§ Page excerpt:
Thursday, October 19, 2006

Learning to drive!

Let us remember all children and commit ourselves to their growth and safety, their health and education, their uniqueness and their unfolding beauty.
~ Connie Sternberg


Today, on the way home from a parent/teacher conference, my 15-year-old daughter asked if she could drive up the farm lane. She’s only half a year away from her learner’s permit (eek!) and hadn’t been behind the wheel of anything.

More than 20 years ago, I had the pleasure of teaching my youngest brother, twelve years younger than me, how to drive a stick shift. It is a funny story, and it starts all the way back to when I was learning how to drive a stick in my early 20’s. I borrowed (with permission) another brother’s car to drive into town. I’d been riding dirt bikes for years, and understood the concept of shifting, but hadn’t had much practice in cars. My youngest brother was along for the ride, plus my sister, who also didn’t know how to drive stick.

We got to the light in town, and I slipped the clutch a bit too fast. Didn’t know what I’d done, and as we jerked up Main Street, my sister and I laughing hysterically because we had no idea why the car was behaving so bizarrely or what to do to correct it, my brother dove to the floor of the car. This was before seat belts. He shrieked at the top of his lungs, “This is so embarrassing! I’ll never be able to come into town again! Get me out of here!” cowering on the floor.

My sister and I laughed all the harder, which only made him shriek louder, and the circus bucked its way down Main Street until I finally realized I should be shifting into second gear, and the ride magically smoothed out.

When we got home, my brother crawled out of the car, kissed the ground, and vowed never to ride in a car again with me. I was about 24, he was about 12.

Fast forward another four or five years, and he’s driving, and now guess who has the only manual transmission in the family? That’s right, the sister who humiliated him so badly he couldn’t go back into town ever again. He humbly came to me one day, and begged me to let him learn to drive stick in my car. I smirked, and agreed.

My parents lived on the side of a mountain. They lived on a nice back road, the equivalent of the farm lane I live on now, complete with stop signs, curves, and steep hills, all at once, and every 100 yards or so. That long ago trip around the block at the top of that mountain is almost indescribable. If I wasn’t shrieking not to hit the tree, I was cracking up because the car had stalled yet again, or even funnier, was strangely jerking its way up the hill. Sometimes two events at once.

§ Record excerpts:
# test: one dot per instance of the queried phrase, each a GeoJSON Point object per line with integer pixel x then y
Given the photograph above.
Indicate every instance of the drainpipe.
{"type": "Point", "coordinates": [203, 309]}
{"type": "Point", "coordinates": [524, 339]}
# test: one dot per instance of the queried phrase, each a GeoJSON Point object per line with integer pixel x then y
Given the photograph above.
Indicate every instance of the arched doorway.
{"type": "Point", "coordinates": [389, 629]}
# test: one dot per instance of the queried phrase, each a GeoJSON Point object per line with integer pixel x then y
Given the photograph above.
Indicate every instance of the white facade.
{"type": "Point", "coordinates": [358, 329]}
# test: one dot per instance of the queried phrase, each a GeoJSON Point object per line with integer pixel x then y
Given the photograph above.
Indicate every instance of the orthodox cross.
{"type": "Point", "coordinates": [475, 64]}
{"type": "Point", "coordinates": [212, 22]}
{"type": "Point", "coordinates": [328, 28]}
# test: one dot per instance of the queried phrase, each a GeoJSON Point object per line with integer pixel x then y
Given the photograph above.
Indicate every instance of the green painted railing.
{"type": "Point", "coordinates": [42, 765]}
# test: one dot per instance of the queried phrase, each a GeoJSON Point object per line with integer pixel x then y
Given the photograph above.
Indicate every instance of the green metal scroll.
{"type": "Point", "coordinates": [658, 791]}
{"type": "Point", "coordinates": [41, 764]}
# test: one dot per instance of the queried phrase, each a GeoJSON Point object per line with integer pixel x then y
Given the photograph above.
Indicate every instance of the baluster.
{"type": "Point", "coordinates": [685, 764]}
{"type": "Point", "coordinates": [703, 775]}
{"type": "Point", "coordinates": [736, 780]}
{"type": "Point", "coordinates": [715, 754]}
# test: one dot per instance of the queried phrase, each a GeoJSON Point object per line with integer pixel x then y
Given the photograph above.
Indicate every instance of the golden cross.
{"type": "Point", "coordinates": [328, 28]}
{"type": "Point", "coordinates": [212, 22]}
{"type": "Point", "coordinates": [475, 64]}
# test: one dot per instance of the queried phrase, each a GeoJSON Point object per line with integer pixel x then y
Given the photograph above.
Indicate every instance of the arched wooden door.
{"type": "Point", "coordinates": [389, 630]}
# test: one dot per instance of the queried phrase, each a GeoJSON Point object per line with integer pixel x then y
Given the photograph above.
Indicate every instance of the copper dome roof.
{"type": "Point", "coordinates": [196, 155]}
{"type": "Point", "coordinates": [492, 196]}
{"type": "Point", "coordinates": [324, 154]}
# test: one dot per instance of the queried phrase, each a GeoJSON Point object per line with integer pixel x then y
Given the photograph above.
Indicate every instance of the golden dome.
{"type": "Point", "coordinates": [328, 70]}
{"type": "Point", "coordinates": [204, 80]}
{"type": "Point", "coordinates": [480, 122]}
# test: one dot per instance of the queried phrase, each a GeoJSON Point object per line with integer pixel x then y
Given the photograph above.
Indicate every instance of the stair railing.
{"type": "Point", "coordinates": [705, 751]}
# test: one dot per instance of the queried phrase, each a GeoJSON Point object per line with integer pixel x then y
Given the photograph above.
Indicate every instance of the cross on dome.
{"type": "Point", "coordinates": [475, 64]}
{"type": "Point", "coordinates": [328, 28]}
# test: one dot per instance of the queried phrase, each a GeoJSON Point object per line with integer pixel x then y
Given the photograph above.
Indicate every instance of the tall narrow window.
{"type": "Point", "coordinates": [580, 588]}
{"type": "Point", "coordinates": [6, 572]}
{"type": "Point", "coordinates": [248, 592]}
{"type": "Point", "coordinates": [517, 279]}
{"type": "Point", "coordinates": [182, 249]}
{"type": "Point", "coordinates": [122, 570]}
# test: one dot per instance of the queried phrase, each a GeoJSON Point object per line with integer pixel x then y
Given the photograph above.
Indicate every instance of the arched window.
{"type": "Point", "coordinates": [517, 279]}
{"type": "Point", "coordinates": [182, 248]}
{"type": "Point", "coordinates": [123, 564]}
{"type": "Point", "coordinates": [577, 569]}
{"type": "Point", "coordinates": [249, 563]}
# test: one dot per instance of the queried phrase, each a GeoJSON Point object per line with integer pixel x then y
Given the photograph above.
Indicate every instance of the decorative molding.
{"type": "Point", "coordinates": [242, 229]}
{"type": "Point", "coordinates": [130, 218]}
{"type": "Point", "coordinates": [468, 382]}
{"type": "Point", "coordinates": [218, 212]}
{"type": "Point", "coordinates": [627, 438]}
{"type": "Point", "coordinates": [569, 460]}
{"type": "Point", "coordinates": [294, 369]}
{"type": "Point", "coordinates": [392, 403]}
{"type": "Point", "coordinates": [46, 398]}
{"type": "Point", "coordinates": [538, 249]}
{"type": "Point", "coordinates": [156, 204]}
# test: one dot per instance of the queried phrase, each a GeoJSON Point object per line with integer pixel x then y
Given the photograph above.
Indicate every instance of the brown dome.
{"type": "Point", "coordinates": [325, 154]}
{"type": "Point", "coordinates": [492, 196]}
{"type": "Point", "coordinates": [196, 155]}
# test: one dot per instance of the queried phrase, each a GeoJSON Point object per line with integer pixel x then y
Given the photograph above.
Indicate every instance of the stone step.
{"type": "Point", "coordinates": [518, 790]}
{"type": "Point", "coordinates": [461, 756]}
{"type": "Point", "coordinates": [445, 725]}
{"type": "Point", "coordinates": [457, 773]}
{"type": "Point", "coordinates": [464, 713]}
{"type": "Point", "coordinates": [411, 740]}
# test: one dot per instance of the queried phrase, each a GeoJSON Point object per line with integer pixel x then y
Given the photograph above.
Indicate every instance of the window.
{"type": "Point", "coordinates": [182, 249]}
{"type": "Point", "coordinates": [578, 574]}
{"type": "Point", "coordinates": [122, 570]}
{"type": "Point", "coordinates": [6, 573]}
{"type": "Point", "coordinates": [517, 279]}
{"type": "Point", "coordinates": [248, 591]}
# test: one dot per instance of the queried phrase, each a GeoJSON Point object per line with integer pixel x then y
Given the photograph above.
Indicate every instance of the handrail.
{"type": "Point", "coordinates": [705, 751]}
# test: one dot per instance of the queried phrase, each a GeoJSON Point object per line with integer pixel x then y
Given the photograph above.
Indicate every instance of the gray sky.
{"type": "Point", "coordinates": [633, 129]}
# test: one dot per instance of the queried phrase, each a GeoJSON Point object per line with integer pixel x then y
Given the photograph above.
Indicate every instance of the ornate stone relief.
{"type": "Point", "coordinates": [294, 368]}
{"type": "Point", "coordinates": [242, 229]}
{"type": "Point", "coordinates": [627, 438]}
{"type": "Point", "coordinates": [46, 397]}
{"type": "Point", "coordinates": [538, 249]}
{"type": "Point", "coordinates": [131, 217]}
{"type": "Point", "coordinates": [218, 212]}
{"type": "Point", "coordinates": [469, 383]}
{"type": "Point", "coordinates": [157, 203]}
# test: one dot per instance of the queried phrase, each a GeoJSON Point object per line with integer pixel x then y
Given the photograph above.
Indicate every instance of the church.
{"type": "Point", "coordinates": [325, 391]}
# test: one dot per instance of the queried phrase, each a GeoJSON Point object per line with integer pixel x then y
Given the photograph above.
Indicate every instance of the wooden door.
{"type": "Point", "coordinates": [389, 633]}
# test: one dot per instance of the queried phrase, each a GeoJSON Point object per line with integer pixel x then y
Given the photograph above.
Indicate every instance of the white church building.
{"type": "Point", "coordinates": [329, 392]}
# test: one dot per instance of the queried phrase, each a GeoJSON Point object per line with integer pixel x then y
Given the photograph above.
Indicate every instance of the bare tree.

§ What the task requires:
According to the post about learning to drive, how many years younger than the writer is the youngest brother? The records aren't needed here.

§ Response to this task:
He is twelve years younger.